**Exercise objective:** Output the material exactly, line by line.

Top of Records for processing

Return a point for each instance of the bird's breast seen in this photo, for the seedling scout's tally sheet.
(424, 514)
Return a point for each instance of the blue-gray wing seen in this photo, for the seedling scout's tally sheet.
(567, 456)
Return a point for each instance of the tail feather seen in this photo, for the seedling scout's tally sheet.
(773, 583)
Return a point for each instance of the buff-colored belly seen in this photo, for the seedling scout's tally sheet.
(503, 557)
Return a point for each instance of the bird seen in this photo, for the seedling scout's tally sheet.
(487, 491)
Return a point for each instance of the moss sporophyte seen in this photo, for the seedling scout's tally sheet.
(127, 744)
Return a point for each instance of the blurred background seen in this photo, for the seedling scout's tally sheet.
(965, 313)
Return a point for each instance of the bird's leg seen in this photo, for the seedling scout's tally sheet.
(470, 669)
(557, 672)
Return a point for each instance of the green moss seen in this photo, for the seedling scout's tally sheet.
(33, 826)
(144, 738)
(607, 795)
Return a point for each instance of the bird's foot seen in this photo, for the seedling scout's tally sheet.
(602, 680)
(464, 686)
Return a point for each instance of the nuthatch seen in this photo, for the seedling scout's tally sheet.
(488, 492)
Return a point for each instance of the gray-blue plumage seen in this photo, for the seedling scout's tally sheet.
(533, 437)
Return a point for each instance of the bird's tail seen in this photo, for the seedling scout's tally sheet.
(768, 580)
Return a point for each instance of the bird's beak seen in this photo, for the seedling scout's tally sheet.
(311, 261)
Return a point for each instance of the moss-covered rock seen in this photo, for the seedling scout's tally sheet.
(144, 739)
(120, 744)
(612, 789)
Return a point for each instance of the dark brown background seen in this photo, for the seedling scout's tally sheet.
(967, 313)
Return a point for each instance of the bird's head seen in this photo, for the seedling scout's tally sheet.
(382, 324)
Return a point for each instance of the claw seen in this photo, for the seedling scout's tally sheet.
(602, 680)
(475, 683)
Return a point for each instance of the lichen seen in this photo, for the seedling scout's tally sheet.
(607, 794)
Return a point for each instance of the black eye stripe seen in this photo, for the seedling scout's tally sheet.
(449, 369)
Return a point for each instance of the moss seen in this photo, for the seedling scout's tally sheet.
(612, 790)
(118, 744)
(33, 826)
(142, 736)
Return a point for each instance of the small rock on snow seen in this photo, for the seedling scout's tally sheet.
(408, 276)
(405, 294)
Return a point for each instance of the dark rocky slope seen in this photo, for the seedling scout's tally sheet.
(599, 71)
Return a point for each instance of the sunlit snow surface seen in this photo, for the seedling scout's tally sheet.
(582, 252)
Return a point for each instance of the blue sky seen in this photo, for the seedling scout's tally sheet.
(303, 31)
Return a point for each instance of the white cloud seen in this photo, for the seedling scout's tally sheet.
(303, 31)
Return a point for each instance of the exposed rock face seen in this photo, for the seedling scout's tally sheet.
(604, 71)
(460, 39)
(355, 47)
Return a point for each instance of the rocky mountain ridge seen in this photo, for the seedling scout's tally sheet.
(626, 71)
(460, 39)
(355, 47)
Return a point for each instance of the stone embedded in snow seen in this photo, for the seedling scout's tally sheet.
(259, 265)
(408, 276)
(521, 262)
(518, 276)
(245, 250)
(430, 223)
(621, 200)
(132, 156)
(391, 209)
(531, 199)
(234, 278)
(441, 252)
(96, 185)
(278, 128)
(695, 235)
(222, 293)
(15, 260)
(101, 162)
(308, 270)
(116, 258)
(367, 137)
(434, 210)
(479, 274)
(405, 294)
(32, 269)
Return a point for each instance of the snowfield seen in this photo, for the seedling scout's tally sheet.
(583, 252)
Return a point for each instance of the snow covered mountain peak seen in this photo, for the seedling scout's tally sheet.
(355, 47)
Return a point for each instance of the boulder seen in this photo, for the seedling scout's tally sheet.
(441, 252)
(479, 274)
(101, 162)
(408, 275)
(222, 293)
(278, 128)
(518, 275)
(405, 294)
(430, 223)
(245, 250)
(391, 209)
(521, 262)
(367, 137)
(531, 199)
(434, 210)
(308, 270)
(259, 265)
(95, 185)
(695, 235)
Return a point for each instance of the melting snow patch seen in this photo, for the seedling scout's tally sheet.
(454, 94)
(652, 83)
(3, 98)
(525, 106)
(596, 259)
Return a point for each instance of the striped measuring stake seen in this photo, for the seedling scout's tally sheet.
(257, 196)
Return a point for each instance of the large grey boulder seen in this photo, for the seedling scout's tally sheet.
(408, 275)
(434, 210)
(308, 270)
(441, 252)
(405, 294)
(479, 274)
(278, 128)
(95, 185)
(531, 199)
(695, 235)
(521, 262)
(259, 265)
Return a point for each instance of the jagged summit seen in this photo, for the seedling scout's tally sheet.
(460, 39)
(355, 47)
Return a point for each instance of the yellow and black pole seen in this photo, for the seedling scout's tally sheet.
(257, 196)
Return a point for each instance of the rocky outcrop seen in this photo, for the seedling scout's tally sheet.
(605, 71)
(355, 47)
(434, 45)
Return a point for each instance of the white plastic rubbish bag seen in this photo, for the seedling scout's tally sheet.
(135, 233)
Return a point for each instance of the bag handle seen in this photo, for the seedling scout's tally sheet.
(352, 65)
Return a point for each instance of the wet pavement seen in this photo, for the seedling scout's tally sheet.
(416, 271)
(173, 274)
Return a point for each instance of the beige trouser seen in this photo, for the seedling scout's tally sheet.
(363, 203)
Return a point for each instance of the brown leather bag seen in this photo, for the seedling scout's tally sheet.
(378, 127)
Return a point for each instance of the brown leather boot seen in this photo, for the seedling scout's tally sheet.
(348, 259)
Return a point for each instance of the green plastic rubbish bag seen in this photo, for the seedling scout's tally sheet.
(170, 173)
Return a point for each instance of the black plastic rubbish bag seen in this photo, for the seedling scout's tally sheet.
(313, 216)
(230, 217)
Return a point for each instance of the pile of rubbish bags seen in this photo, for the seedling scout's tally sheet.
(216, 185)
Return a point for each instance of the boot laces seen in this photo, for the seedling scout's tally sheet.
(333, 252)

Bottom of Records for processing

**Result of this task:**
Return a point for each instance of the bird's breast seen in this photo, for the seedling scout's tally sheet.
(424, 514)
Return a point for each instance of the blue-gray wing seen in this photo, for the seedling scout's tally sheet.
(567, 456)
Return a point for each instance of the tail feather seen in this photo, for the seedling scout's tally sheet.
(773, 583)
Return a point for each instance of the buff-colored belly seen in this photo, for the seedling scout's tally sheet.
(503, 557)
Return a point for each instance of the bird seen in this photo, for the seedling scout's tally sheet.
(487, 491)
Return a point for each instance of the moss sporophyte seen in this photo, for the seedling scout's tally sheet.
(127, 744)
Return a point for each instance of the blurred background seen in this photo, for the seedling scout's tally sheet.
(965, 313)
Return a point for each instance of the bird's leg seen in this photo, for the seedling scout's tally sheet.
(470, 669)
(557, 672)
Return a point for each instance of the green moss seen in this photo, for the seedling scout's tally sheet.
(33, 826)
(144, 738)
(607, 795)
Return a point for each instance of the bird's foot seen in this photo, for the seedling scout's tally sheet.
(602, 680)
(464, 686)
Return a point for each instance of the nuthatch seen in this photo, for the seedling scout's tally sheet.
(488, 492)
Return a point for each instance of the gray-blue plumage seen in this photo, for the seedling scout's tally sheet.
(533, 437)
Return a point for each instance of the bird's tail seen in this photo, for the seedling scout's tally sheet.
(768, 580)
Return a point for each instance of the bird's beak seen in this photo, for the seedling scout's tally sheet.
(311, 261)
Return a point for each instance of the moss-covered rock seen in this photo, for the seedling scout's tally sheet.
(144, 739)
(120, 744)
(612, 789)
Return a point for each instance of the dark brown background seen in this photo, for the seedling scout's tally sheet.
(967, 313)
Return a point for each instance of the bird's head seen in this photo, for the seedling scout's tally sheet.
(382, 324)
Return a point for each instance of the claw seen in this photo, for the seedling scout's tally sheet.
(602, 680)
(475, 683)
Return a point for each instance of the lichen seen in this photo, for the seedling scout's tally sheet.
(607, 794)
Return a point for each instance of the black eye stripe seen in this photo, for the seedling scout's tally sheet.
(449, 369)
Return a point for each instance of the moss seen in this photo, for the seedling scout's tally sheet.
(612, 790)
(118, 744)
(33, 826)
(142, 736)
Return a point for each instance of the small rock on snow seen in this photo, for the seedling scout's tally sheet.
(408, 276)
(405, 294)
Return a point for each instance of the dark rocky slope seen in this photo, for the seedling scout's tally sheet.
(599, 71)
Return a point for each instance of the sunlit snow surface seen in this photo, for the seedling scout's tally sheet.
(582, 252)
Return a point for each instance of the blue sky seen in this photo, for the seedling scout's tally sheet.
(303, 31)
Return a point for each instance of the white cloud seen in this photo, for the seedling scout's tally sheet.
(303, 31)
Return a point for each instance of the exposed rock face seen in this photo, for the seedling scout's tally sheet.
(604, 71)
(460, 39)
(355, 47)
Return a point for each instance of the rocky mountain ridge seen in this photo, for the seedling scout's tally sheet.
(626, 71)
(460, 39)
(355, 47)
Return a point for each instance of the stone embedded in snow seen in this photo, for the seedling scout's tally sheet.
(259, 265)
(408, 276)
(521, 262)
(518, 276)
(245, 250)
(430, 223)
(621, 200)
(132, 156)
(391, 209)
(531, 199)
(234, 278)
(441, 252)
(96, 185)
(278, 128)
(695, 235)
(222, 293)
(15, 260)
(101, 162)
(308, 270)
(116, 258)
(367, 137)
(434, 210)
(479, 274)
(405, 294)
(32, 269)
Return a point for each instance of the snowfield seen in this photo, for the seedling scout's tally sheet.
(583, 252)
Return a point for each instance of the snow covered mountain peak seen in this photo, for the seedling scout's tally sheet.
(355, 47)
Return a point for each instance of the boulder seen in this photo, for the seedling scout's tally sheet.
(441, 252)
(479, 274)
(101, 162)
(408, 275)
(222, 293)
(278, 128)
(518, 275)
(405, 294)
(430, 223)
(245, 250)
(391, 209)
(521, 262)
(367, 137)
(531, 199)
(434, 210)
(308, 270)
(259, 265)
(95, 185)
(695, 235)
Return a point for each instance of the melting snow patch seen in this photo, for the seedling scout's tally sheet.
(454, 94)
(652, 83)
(3, 98)
(525, 106)
(596, 259)
Return a point for each instance of the striped measuring stake seen in this photo, for the seedling scout's tally sheet.
(257, 196)
Return a point for each instance of the large grey boulder seen in this photo, for the seedling scout's tally sheet.
(408, 275)
(434, 210)
(308, 270)
(441, 252)
(405, 294)
(479, 274)
(278, 128)
(95, 185)
(531, 199)
(695, 235)
(521, 262)
(259, 265)
Return a point for each instance of the jagged summit seen in this photo, for the seedling scout's tally sheet.
(460, 39)
(355, 47)
Return a point for each instance of the yellow and black pole seen in this photo, for the seedling scout's tally sheet.
(257, 196)
Return a point for each instance of the rocky outcrop seen in this photo, for the seedling scout's tally sheet.
(605, 71)
(355, 47)
(434, 45)
Return a point for each instance of the white plastic rubbish bag seen in this photo, for the seedling scout's tally sheet.
(135, 233)
Return a point for each instance of the bag handle seen in this photo, for the seedling scout's tally sheet.
(352, 65)
Return a point for each instance of the wet pavement seen in this photo, for the seedling scout's tally sheet.
(416, 271)
(173, 274)
Return a point for each instance of the beige trouser seen in this photo, for the seedling scout's tally sheet.
(363, 203)
Return a point for each instance of the brown leather bag seen in this photo, for the seedling scout's tally sheet.
(378, 127)
Return a point for each instance of the brown leather boot seen in this photo, for the seedling scout's tally sheet.
(348, 259)
Return a point for each instance of the green plastic rubbish bag seen in this photo, for the seedling scout's tally sheet.
(170, 173)
Return a point for each instance of the black plastic rubbish bag seen in this photo, for the seedling scout's tally sheet.
(313, 216)
(230, 217)
Return a point for each instance of the pile of rubbish bags seen in this photo, for the seedling scout's tally sheet.
(216, 185)
Return a point for each instance of the boot laces seen in this photo, for the seedling scout's tally sheet.
(333, 252)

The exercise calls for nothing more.